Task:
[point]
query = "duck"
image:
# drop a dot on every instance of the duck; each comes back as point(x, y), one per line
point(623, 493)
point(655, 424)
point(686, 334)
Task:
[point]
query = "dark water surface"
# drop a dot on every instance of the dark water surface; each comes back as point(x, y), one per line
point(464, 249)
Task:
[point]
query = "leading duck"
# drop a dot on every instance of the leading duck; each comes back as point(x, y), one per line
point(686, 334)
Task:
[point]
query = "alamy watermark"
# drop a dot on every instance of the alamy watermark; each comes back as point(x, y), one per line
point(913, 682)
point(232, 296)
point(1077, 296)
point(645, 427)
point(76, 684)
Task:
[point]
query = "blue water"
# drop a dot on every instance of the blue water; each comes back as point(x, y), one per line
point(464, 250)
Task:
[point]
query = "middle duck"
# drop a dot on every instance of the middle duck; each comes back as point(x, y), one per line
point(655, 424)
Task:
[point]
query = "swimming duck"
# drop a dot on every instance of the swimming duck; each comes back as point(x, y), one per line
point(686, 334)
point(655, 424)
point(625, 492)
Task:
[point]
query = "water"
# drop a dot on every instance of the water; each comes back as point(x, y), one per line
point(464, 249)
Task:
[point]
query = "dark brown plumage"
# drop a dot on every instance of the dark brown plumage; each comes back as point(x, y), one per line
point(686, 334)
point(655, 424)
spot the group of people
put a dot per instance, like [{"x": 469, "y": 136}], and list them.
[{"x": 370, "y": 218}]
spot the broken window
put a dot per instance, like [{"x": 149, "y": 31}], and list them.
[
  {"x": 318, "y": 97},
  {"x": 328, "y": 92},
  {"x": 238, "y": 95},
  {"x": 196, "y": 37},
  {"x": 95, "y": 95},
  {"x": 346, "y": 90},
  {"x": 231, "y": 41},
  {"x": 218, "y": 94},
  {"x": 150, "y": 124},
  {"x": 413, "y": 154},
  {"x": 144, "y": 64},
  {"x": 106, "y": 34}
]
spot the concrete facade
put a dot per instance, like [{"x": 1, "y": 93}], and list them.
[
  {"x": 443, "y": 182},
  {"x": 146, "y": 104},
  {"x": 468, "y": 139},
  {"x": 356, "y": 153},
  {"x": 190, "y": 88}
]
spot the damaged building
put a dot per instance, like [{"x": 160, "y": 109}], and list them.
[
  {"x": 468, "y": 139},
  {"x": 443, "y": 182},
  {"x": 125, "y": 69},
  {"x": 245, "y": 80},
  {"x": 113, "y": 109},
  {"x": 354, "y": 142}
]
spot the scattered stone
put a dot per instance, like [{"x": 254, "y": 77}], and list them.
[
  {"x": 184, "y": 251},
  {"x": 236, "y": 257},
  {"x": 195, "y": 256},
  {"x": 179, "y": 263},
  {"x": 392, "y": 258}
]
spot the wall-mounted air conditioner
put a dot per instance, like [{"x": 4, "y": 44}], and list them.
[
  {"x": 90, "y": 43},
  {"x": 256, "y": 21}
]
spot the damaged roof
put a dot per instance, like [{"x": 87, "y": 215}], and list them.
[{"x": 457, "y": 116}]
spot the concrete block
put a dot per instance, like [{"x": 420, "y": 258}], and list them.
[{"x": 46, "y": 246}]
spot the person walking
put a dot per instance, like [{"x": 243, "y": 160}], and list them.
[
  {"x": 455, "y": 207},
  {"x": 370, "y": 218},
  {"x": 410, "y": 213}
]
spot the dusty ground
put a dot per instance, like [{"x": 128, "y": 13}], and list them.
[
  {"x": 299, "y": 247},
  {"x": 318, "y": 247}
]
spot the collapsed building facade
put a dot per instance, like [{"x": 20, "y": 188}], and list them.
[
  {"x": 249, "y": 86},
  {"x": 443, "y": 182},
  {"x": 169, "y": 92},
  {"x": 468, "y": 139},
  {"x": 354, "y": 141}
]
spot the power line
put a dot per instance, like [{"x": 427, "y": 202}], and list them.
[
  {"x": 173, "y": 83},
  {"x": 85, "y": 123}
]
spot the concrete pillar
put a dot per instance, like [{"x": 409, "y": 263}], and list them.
● ● ●
JOB. Can you format the listing above as a Markdown table with the columns Row and Line, numbering each line and leaving out blank lines?

RESPONSE FOR THIS EXERCISE.
| Row | Line |
|---|---|
| 1 | Task: |
| 2 | [point] |
| 3 | query = "duck" |
| 4 | image: |
| 5 | # drop a dot on every instance of the duck; each comes back as point(x, y), one per line |
| 6 | point(623, 493) |
| 7 | point(655, 424) |
| 8 | point(686, 334) |
| 9 | Task: |
| 10 | [point] |
| 11 | query = "dark water surface" |
| 12 | # drop a dot on every instance of the dark water surface; each comes back as point(x, y), one per line |
| 13 | point(464, 249) |
| 14 | Task: |
| 15 | [point] |
| 16 | query = "leading duck" |
| 17 | # drop a dot on every instance of the leading duck; each comes back as point(x, y), one per line |
| 18 | point(686, 334) |
| 19 | Task: |
| 20 | [point] |
| 21 | query = "alamy watermark" |
| 22 | # drop a dot on every instance of the alamy watermark; each comes back as point(x, y), one per line |
| 23 | point(913, 682) |
| 24 | point(232, 296) |
| 25 | point(1077, 296) |
| 26 | point(645, 427) |
| 27 | point(76, 684) |
| 28 | Task: |
| 29 | [point] |
| 30 | query = "blue water" |
| 31 | # drop a dot on every instance of the blue water; each comes back as point(x, y), one per line |
| 32 | point(464, 250) |
| 33 | Task: |
| 34 | [point] |
| 35 | query = "middle duck" |
| 36 | # drop a dot on every instance of the middle duck; each comes back as point(x, y), one per line |
| 37 | point(655, 424) |
| 38 | Task: |
| 39 | [point] |
| 40 | query = "swimming duck" |
| 41 | # drop a dot on every instance of the swimming duck; each comes back as point(x, y), one per line |
| 42 | point(686, 334) |
| 43 | point(655, 424) |
| 44 | point(625, 492) |
| 45 | Task: |
| 46 | [point] |
| 47 | query = "water" |
| 48 | # drop a dot on every instance of the water; each comes back as point(x, y), one per line |
| 49 | point(464, 249) |
| 50 | Task: |
| 51 | [point] |
| 52 | query = "dark brown plumage" |
| 53 | # drop a dot on every instance of the dark brown plumage; each comes back as point(x, y), one per line |
| 54 | point(686, 334) |
| 55 | point(655, 424) |
| 56 | spot the group of people |
| 57 | put a dot per instance, like [{"x": 469, "y": 136}], and list them. |
| 58 | [{"x": 370, "y": 218}] |
| 59 | spot the broken window |
| 60 | put a dot per instance, like [{"x": 149, "y": 31}], and list them. |
| 61 | [ |
| 62 |   {"x": 318, "y": 97}, |
| 63 |   {"x": 328, "y": 92}, |
| 64 |   {"x": 238, "y": 95}, |
| 65 |   {"x": 196, "y": 37}, |
| 66 |   {"x": 95, "y": 95}, |
| 67 |   {"x": 346, "y": 90}, |
| 68 |   {"x": 231, "y": 41}, |
| 69 |   {"x": 218, "y": 94}, |
| 70 |   {"x": 150, "y": 124}, |
| 71 |   {"x": 413, "y": 154}, |
| 72 |   {"x": 144, "y": 64}, |
| 73 |   {"x": 106, "y": 34} |
| 74 | ] |
| 75 | spot the concrete facade |
| 76 | put a dot per instance, like [{"x": 1, "y": 93}], and list them. |
| 77 | [ |
| 78 |   {"x": 443, "y": 182}, |
| 79 |   {"x": 146, "y": 104}, |
| 80 |   {"x": 468, "y": 139}, |
| 81 |   {"x": 356, "y": 153}, |
| 82 |   {"x": 190, "y": 88} |
| 83 | ] |
| 84 | spot the damaged building |
| 85 | put a dot per instance, like [{"x": 160, "y": 109}], and list them. |
| 86 | [ |
| 87 |   {"x": 468, "y": 139}, |
| 88 |   {"x": 443, "y": 182}, |
| 89 |   {"x": 125, "y": 69}, |
| 90 |   {"x": 245, "y": 80}, |
| 91 |   {"x": 113, "y": 109}, |
| 92 |   {"x": 354, "y": 142} |
| 93 | ] |
| 94 | spot the scattered stone |
| 95 | put a dot per instance, like [{"x": 254, "y": 77}], and list them. |
| 96 | [ |
| 97 |   {"x": 184, "y": 251}, |
| 98 |   {"x": 236, "y": 257}, |
| 99 |   {"x": 195, "y": 256}, |
| 100 |   {"x": 179, "y": 263}, |
| 101 |   {"x": 392, "y": 258} |
| 102 | ] |
| 103 | spot the wall-mounted air conditioner |
| 104 | put a dot per instance, like [{"x": 4, "y": 44}], and list them. |
| 105 | [ |
| 106 |   {"x": 90, "y": 43}, |
| 107 |   {"x": 256, "y": 21} |
| 108 | ] |
| 109 | spot the damaged roof |
| 110 | put a dot per instance, like [{"x": 87, "y": 215}], and list them. |
| 111 | [{"x": 457, "y": 116}] |
| 112 | spot the concrete block |
| 113 | put a dot per instance, like [{"x": 420, "y": 258}], and list them. |
| 114 | [{"x": 46, "y": 246}] |
| 115 | spot the person walking |
| 116 | put a dot per instance, like [{"x": 243, "y": 160}], and list them. |
| 117 | [ |
| 118 |   {"x": 455, "y": 207}, |
| 119 |   {"x": 370, "y": 218}, |
| 120 |   {"x": 410, "y": 213} |
| 121 | ] |
| 122 | spot the dusty ground |
| 123 | put a dot per instance, like [{"x": 128, "y": 13}], and list them. |
| 124 | [ |
| 125 |   {"x": 299, "y": 247}, |
| 126 |   {"x": 318, "y": 247} |
| 127 | ] |
| 128 | spot the collapsed building facade |
| 129 | put a dot per instance, like [{"x": 20, "y": 188}], and list them. |
| 130 | [ |
| 131 |   {"x": 249, "y": 86}, |
| 132 |   {"x": 443, "y": 182}, |
| 133 |   {"x": 169, "y": 92}, |
| 134 |   {"x": 468, "y": 139}, |
| 135 |   {"x": 354, "y": 141} |
| 136 | ] |
| 137 | spot the power line |
| 138 | put a dot per instance, like [{"x": 427, "y": 202}], and list them. |
| 139 | [ |
| 140 |   {"x": 173, "y": 83}, |
| 141 |   {"x": 85, "y": 123} |
| 142 | ] |
| 143 | spot the concrete pillar |
| 144 | put a dot per instance, like [{"x": 409, "y": 263}], and list them. |